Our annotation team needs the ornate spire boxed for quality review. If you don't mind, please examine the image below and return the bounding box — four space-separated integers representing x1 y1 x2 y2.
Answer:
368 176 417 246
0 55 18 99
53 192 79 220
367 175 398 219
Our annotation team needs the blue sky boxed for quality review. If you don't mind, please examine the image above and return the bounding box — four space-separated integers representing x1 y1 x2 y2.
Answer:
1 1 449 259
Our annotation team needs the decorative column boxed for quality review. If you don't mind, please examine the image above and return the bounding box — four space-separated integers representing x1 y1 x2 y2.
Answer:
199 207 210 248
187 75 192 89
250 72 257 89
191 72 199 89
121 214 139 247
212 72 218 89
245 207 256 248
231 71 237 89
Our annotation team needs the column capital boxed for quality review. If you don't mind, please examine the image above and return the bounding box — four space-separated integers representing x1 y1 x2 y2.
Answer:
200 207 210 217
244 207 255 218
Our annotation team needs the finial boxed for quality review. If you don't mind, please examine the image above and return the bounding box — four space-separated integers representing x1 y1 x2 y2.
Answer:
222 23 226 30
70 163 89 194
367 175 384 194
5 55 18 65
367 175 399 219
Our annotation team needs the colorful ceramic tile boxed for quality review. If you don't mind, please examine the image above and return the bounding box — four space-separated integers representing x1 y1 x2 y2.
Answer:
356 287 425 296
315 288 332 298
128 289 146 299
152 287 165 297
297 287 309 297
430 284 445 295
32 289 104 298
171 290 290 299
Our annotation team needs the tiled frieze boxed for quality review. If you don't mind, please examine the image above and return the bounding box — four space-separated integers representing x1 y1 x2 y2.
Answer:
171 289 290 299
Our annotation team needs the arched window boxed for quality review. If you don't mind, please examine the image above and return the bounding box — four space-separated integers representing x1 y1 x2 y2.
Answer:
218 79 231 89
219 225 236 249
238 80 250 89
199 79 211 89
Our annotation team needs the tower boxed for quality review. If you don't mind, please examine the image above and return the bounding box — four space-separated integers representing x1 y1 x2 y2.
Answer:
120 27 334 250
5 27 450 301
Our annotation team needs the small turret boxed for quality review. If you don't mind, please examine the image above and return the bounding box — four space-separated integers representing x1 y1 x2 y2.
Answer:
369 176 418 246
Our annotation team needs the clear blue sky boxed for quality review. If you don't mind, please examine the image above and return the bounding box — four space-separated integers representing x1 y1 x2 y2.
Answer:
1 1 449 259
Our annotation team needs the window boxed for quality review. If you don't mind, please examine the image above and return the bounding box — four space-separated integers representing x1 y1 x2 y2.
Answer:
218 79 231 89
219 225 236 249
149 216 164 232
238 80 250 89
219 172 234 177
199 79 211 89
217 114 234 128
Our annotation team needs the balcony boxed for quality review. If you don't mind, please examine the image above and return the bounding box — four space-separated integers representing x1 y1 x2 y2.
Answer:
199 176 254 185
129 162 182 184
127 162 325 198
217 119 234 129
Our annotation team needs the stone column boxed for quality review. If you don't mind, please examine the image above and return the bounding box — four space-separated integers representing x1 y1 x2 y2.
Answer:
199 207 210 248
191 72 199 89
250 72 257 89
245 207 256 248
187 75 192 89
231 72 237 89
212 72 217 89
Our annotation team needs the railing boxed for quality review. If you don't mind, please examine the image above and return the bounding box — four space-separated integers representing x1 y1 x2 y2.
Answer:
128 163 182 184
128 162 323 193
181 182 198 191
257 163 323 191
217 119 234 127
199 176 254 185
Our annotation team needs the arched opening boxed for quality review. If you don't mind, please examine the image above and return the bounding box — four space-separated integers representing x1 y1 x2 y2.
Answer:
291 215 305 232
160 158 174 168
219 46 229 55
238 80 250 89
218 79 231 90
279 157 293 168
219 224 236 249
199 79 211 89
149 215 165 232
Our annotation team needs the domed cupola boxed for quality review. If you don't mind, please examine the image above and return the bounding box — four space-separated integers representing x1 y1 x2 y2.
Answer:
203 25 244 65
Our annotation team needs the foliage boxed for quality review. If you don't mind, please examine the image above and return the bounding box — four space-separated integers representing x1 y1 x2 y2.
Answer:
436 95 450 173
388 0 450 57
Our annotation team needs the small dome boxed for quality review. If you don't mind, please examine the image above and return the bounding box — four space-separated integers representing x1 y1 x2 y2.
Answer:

======

#### ABOUT THIS TASK
The lines you need are those holding the word "column"; copy each of them from the material above.

#### SOLUTION FOR THIS EXERCISE
Our annotation team needs the decorative column boxed for quality review. If you don't mind, please examine the image above and return the bounding box — four space-separated integers representing x1 y1 x2 y2.
Our annotation team needs the column capital boxed for quality review. If you don't mind, please examine the image above and return the bounding box — four space-separated integers representing x1 y1 x2 y2.
Our annotation team needs the stone column boxed for quality review. If you don't mind, please examine the image above and return the bounding box — four space-separated integers representing x1 y1 x2 y2.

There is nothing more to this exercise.